下の本文抜粋を読み、次の問いに答えなさい。
(a) 本展は「MOT アニュアル」の第何回にあたるか。
(b) 本展で紹介される作家4名の名前を挙げなさい。
(c) 日々膨大な情報にさらされるようになった要因として、本文抜粋は何の発達を挙げているか。

▶ 本文抜粋
* * * *
これから開催
MOTアニュアル2024
こうふくのしま
現代美術から新たな側面を引き出すグループ展「MOT アニュアル」を継続して開催している東京都現代美術館。第20回を数える本展では、清水裕貴、川田知志、臼井良平、庄司朝美の作家4名が、その最新作とともに紹介されます。
近年、「今ここに立っている」という身体感覚を持つことがますます困難になりつつあります。通信技術や交通手段の発達により、日々膨大な情報に否応なくさらされ、どこへでも移動しやすくなったことで、その傾向はさらに顕著になっています。こうしたなかで、自分自身の足元が何によって形をなし、どこにつながっているのかをあらためて問う行為は、私たちの身体が置かれる場への気づきを引き出し、進むべき方向を探るひとつの手だてとなるでしょう。
* * * *
保存済みの項目:
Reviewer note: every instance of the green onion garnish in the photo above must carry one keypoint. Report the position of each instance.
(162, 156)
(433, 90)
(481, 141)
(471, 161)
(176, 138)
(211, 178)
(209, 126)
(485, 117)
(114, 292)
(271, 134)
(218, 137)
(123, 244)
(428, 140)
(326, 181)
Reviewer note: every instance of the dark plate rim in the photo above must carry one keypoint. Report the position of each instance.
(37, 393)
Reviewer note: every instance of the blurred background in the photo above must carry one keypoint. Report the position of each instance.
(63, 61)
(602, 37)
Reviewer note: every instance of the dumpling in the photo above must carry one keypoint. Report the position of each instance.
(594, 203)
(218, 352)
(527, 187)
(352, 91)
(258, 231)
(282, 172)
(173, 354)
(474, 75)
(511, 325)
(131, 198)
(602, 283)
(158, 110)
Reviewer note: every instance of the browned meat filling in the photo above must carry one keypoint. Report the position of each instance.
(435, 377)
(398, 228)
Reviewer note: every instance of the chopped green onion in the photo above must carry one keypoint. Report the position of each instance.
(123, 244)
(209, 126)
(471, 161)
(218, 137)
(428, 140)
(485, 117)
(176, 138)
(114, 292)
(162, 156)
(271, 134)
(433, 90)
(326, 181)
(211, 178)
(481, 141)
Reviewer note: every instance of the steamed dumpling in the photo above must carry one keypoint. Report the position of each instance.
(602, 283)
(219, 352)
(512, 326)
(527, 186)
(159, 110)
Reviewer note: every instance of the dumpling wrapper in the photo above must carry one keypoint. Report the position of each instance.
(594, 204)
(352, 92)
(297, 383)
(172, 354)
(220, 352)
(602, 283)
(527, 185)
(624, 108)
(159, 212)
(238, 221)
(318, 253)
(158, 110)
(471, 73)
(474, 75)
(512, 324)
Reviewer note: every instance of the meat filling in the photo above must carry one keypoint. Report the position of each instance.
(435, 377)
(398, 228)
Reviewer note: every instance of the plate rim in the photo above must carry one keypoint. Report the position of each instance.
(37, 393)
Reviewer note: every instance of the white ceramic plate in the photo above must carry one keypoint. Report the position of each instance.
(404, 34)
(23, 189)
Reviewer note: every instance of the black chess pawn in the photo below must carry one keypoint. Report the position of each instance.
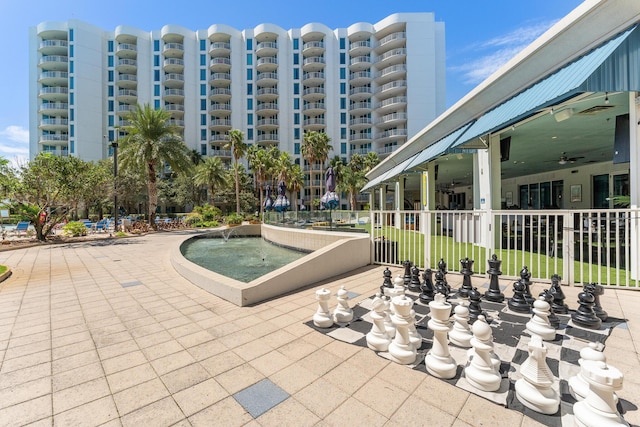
(474, 305)
(414, 284)
(518, 303)
(584, 315)
(407, 272)
(525, 278)
(597, 290)
(553, 319)
(558, 304)
(494, 294)
(426, 295)
(467, 272)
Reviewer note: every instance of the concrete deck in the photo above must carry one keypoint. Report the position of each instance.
(107, 333)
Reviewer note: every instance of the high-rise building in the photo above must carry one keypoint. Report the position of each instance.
(370, 87)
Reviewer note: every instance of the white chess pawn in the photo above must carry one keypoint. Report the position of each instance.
(483, 371)
(534, 390)
(598, 409)
(322, 318)
(377, 338)
(401, 350)
(461, 334)
(343, 313)
(539, 323)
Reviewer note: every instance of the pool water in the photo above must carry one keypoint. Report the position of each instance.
(241, 258)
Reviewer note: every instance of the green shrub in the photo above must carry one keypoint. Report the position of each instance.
(74, 229)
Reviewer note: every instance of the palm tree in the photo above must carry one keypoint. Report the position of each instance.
(212, 173)
(238, 148)
(150, 143)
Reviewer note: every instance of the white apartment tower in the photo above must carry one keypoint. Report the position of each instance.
(370, 87)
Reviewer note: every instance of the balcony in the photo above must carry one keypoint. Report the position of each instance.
(220, 94)
(314, 108)
(54, 124)
(54, 63)
(392, 41)
(54, 93)
(127, 50)
(267, 94)
(315, 63)
(173, 95)
(53, 78)
(313, 78)
(220, 80)
(313, 94)
(359, 48)
(391, 104)
(128, 66)
(359, 63)
(128, 96)
(220, 49)
(173, 65)
(313, 48)
(361, 93)
(127, 81)
(394, 72)
(267, 64)
(267, 124)
(54, 108)
(360, 108)
(393, 57)
(173, 50)
(220, 65)
(266, 49)
(54, 47)
(220, 125)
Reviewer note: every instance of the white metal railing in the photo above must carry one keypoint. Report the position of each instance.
(582, 246)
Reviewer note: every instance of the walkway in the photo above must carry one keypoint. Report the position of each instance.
(107, 333)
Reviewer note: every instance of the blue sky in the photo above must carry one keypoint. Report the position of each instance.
(480, 35)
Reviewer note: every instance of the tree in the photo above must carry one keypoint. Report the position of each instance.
(150, 143)
(212, 174)
(238, 149)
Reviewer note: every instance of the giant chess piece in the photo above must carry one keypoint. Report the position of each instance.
(558, 304)
(407, 272)
(553, 319)
(599, 407)
(483, 370)
(414, 283)
(378, 339)
(322, 318)
(426, 296)
(342, 313)
(401, 350)
(539, 324)
(466, 271)
(461, 334)
(439, 362)
(494, 294)
(518, 302)
(525, 278)
(578, 385)
(596, 290)
(585, 316)
(475, 310)
(534, 390)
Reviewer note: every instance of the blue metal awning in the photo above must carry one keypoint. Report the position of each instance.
(563, 84)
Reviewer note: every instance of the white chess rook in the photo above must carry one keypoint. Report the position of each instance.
(377, 338)
(322, 318)
(534, 390)
(401, 350)
(598, 409)
(439, 362)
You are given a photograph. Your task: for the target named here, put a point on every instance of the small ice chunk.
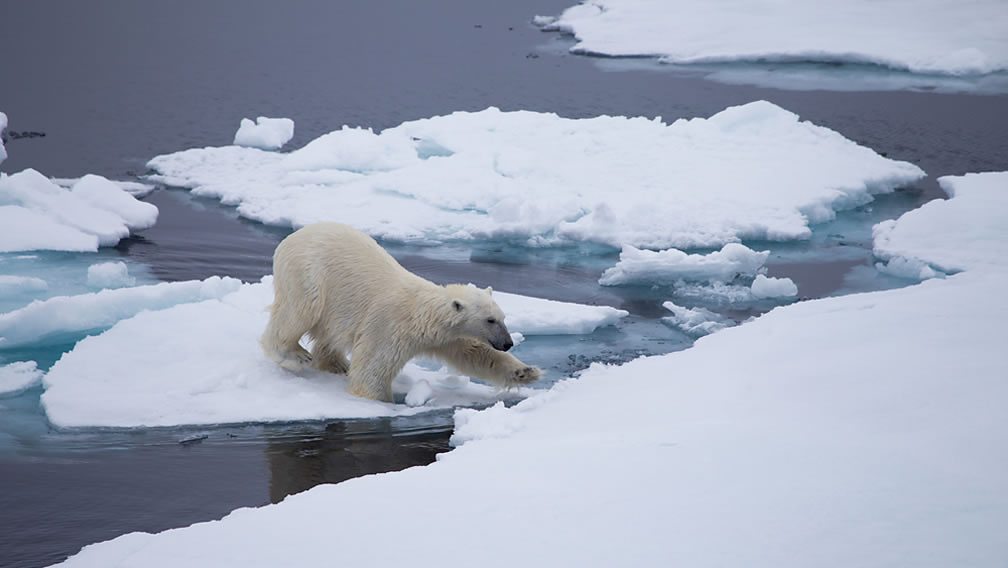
(109, 274)
(265, 133)
(766, 287)
(13, 285)
(419, 393)
(135, 189)
(37, 214)
(3, 126)
(64, 315)
(543, 21)
(538, 316)
(911, 268)
(19, 376)
(695, 321)
(664, 266)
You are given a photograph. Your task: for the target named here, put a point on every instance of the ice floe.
(661, 266)
(695, 321)
(19, 376)
(265, 133)
(202, 363)
(929, 36)
(3, 126)
(109, 274)
(36, 214)
(838, 432)
(920, 244)
(135, 189)
(58, 318)
(11, 284)
(539, 179)
(764, 287)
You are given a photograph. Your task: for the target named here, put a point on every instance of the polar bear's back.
(339, 273)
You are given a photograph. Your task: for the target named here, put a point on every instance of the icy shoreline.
(882, 431)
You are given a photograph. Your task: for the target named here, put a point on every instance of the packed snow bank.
(662, 266)
(109, 274)
(931, 36)
(208, 368)
(548, 180)
(265, 133)
(695, 321)
(969, 231)
(64, 316)
(849, 431)
(19, 376)
(764, 287)
(36, 214)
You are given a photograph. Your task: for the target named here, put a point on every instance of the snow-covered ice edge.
(862, 430)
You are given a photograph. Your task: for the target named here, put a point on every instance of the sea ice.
(19, 376)
(14, 285)
(541, 180)
(135, 189)
(865, 430)
(764, 287)
(265, 133)
(695, 321)
(927, 36)
(63, 316)
(920, 243)
(36, 214)
(663, 266)
(109, 274)
(208, 368)
(3, 126)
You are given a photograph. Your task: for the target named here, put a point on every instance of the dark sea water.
(113, 84)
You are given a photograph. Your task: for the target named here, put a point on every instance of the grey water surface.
(113, 84)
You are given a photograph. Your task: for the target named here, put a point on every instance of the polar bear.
(337, 285)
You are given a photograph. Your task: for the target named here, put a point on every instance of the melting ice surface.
(885, 429)
(930, 36)
(208, 368)
(541, 180)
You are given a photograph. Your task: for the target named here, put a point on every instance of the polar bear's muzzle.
(501, 339)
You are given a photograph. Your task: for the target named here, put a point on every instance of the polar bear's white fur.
(341, 288)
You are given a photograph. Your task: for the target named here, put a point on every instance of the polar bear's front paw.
(524, 375)
(295, 361)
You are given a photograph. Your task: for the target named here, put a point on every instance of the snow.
(638, 266)
(920, 243)
(695, 321)
(109, 274)
(865, 430)
(10, 285)
(135, 189)
(36, 214)
(19, 376)
(56, 318)
(265, 133)
(764, 287)
(542, 180)
(927, 36)
(208, 368)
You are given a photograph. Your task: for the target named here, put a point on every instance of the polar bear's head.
(477, 315)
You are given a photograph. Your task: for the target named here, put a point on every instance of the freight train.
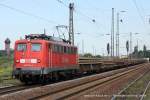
(40, 57)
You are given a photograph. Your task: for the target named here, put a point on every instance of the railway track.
(11, 89)
(70, 88)
(73, 91)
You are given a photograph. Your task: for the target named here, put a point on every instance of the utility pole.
(130, 45)
(71, 27)
(117, 36)
(112, 34)
(82, 47)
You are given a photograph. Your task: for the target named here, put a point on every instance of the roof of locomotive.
(49, 39)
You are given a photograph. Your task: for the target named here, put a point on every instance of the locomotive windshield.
(22, 47)
(35, 47)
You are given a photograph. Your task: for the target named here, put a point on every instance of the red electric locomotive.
(42, 57)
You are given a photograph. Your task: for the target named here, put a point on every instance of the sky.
(21, 17)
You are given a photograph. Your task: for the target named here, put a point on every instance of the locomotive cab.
(28, 58)
(39, 56)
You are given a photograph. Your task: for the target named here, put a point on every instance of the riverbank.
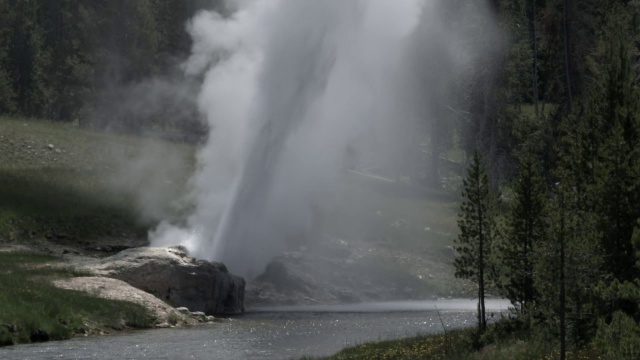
(502, 341)
(70, 192)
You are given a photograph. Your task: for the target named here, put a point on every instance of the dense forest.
(551, 203)
(69, 60)
(551, 216)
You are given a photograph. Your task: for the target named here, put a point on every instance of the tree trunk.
(563, 295)
(567, 66)
(482, 319)
(535, 57)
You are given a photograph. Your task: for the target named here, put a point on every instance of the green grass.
(88, 185)
(34, 310)
(498, 344)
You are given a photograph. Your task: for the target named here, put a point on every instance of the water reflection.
(264, 333)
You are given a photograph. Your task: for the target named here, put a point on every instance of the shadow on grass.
(62, 203)
(33, 310)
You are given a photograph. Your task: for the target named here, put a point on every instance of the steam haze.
(294, 91)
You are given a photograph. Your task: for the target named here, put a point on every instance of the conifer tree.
(525, 229)
(477, 226)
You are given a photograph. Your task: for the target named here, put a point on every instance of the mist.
(298, 93)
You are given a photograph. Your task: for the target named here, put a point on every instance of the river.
(268, 333)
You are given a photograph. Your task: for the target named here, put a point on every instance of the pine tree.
(477, 226)
(525, 229)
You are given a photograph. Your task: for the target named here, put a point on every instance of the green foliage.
(525, 230)
(477, 230)
(34, 310)
(57, 57)
(619, 338)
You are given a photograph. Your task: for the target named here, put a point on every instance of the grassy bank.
(63, 188)
(501, 342)
(62, 183)
(33, 310)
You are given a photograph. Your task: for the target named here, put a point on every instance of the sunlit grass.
(34, 310)
(60, 181)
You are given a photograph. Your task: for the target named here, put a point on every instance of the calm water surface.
(267, 333)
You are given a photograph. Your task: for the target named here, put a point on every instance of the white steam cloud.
(294, 90)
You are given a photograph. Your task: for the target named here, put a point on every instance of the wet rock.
(38, 335)
(171, 275)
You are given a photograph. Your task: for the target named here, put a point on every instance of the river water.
(269, 333)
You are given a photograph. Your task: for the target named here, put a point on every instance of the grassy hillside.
(61, 183)
(33, 310)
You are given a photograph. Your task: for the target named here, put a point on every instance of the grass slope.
(63, 183)
(34, 310)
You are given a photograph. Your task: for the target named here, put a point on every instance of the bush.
(620, 339)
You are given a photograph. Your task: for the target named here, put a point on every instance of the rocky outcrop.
(171, 275)
(119, 290)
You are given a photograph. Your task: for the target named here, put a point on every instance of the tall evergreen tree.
(525, 230)
(477, 229)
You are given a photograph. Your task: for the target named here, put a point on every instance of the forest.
(548, 122)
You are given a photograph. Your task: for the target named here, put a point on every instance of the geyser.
(295, 92)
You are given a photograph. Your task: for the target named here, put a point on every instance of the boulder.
(171, 275)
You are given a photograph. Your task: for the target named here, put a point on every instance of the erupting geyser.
(293, 91)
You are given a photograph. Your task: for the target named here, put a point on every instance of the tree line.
(559, 235)
(60, 58)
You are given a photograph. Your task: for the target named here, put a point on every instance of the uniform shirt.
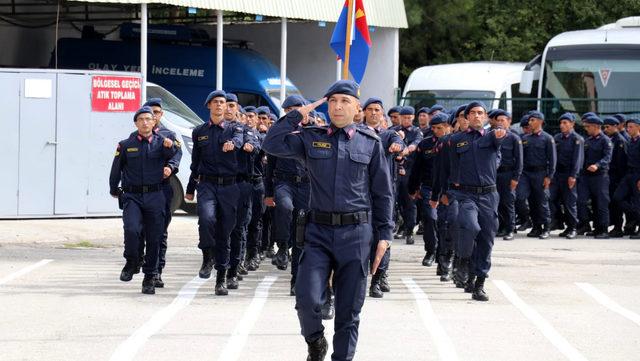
(347, 170)
(245, 159)
(412, 136)
(441, 168)
(423, 167)
(511, 154)
(618, 165)
(539, 150)
(474, 158)
(207, 157)
(389, 137)
(598, 151)
(139, 161)
(570, 149)
(633, 154)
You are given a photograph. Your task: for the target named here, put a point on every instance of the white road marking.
(24, 271)
(608, 302)
(234, 347)
(441, 339)
(128, 349)
(543, 325)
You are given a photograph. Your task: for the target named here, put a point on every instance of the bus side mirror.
(526, 81)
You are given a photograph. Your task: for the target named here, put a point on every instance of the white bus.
(454, 84)
(588, 71)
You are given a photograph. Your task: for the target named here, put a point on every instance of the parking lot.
(553, 299)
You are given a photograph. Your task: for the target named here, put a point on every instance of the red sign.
(115, 93)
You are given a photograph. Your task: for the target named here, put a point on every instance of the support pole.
(143, 51)
(283, 61)
(347, 44)
(219, 45)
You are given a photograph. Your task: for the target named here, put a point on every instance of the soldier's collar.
(141, 138)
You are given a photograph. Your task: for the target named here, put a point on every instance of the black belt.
(338, 219)
(292, 178)
(476, 190)
(505, 168)
(537, 168)
(142, 189)
(221, 181)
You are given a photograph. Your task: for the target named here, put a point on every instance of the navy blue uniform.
(139, 164)
(510, 169)
(570, 151)
(617, 170)
(421, 179)
(350, 197)
(595, 185)
(627, 194)
(473, 167)
(215, 172)
(245, 186)
(539, 159)
(412, 136)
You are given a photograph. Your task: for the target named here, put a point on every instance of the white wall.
(311, 62)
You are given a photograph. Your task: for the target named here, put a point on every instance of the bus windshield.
(605, 79)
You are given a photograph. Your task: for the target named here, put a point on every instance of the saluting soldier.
(139, 164)
(350, 197)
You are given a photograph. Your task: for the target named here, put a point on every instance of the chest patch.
(323, 145)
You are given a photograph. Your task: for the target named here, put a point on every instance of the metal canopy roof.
(381, 13)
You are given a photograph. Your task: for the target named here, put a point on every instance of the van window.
(522, 103)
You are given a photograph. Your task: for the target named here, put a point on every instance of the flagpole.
(347, 45)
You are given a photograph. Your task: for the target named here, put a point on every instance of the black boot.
(524, 226)
(128, 270)
(461, 275)
(374, 289)
(469, 286)
(428, 259)
(220, 289)
(158, 282)
(409, 237)
(478, 290)
(328, 309)
(317, 349)
(384, 282)
(446, 264)
(207, 263)
(281, 259)
(232, 279)
(148, 287)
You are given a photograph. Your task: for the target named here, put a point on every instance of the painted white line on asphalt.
(443, 342)
(234, 347)
(128, 349)
(24, 271)
(543, 325)
(608, 302)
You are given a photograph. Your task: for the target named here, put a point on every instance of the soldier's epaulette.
(369, 132)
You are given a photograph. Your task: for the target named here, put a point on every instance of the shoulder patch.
(369, 133)
(324, 145)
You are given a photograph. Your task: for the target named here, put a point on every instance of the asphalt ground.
(555, 299)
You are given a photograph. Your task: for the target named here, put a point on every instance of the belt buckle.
(336, 219)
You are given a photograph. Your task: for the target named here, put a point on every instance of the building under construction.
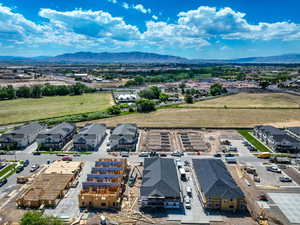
(193, 141)
(105, 185)
(50, 187)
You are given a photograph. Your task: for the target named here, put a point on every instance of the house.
(56, 137)
(90, 137)
(276, 139)
(294, 132)
(21, 137)
(160, 185)
(124, 137)
(105, 185)
(217, 187)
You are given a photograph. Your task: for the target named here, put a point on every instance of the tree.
(264, 84)
(145, 105)
(217, 89)
(163, 97)
(36, 91)
(114, 110)
(182, 87)
(189, 99)
(37, 218)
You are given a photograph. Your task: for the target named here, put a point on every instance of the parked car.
(262, 197)
(19, 169)
(187, 202)
(143, 154)
(189, 191)
(26, 163)
(177, 154)
(34, 167)
(274, 169)
(125, 154)
(3, 181)
(285, 179)
(66, 158)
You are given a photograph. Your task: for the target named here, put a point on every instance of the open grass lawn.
(20, 110)
(209, 118)
(259, 146)
(251, 100)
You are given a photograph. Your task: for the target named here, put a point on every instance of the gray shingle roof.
(215, 180)
(160, 178)
(91, 131)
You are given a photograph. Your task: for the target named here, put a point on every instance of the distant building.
(90, 137)
(124, 137)
(21, 137)
(277, 139)
(160, 185)
(56, 137)
(218, 189)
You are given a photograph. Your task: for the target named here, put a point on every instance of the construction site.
(105, 185)
(193, 141)
(50, 187)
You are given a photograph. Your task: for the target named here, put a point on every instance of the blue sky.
(188, 28)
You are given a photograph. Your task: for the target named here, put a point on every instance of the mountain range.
(141, 57)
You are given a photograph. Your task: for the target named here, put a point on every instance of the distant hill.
(122, 57)
(141, 57)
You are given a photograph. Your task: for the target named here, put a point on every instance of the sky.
(201, 29)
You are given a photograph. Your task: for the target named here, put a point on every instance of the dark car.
(143, 154)
(19, 169)
(285, 179)
(177, 154)
(26, 163)
(3, 181)
(36, 153)
(34, 167)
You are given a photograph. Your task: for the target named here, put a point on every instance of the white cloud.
(98, 29)
(154, 17)
(125, 5)
(113, 1)
(141, 8)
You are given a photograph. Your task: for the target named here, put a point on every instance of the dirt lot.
(209, 118)
(204, 141)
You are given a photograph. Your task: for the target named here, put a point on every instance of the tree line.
(38, 91)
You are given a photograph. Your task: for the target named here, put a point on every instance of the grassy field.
(251, 100)
(20, 110)
(259, 146)
(210, 118)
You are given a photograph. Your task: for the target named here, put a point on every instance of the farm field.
(250, 100)
(210, 118)
(20, 110)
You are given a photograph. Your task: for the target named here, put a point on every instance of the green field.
(259, 146)
(21, 110)
(250, 100)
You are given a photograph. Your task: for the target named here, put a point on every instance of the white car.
(187, 202)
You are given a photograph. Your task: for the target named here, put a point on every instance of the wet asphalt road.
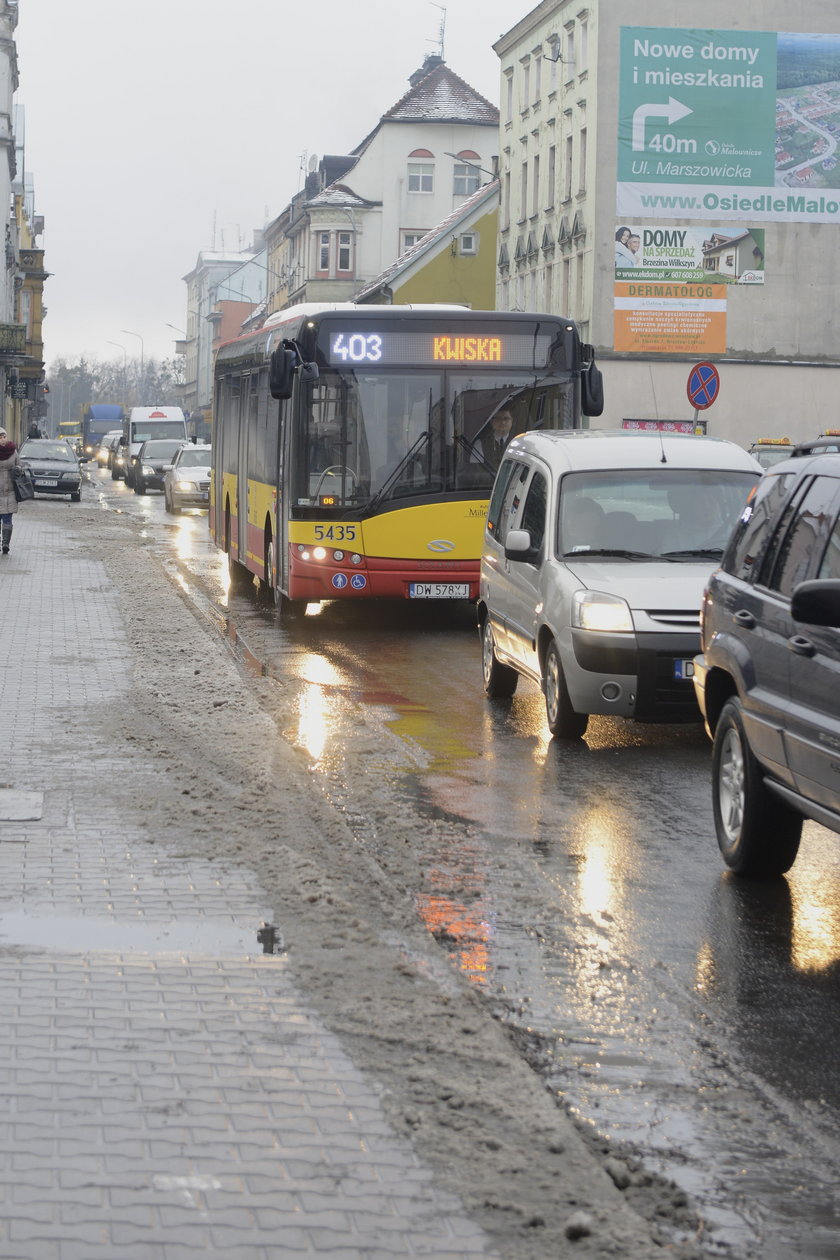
* * * *
▶ 解答
(a) 第20回
(b) 清水裕貴、川田知志、臼井良平、庄司朝美
(c) 通信技術や交通手段の発達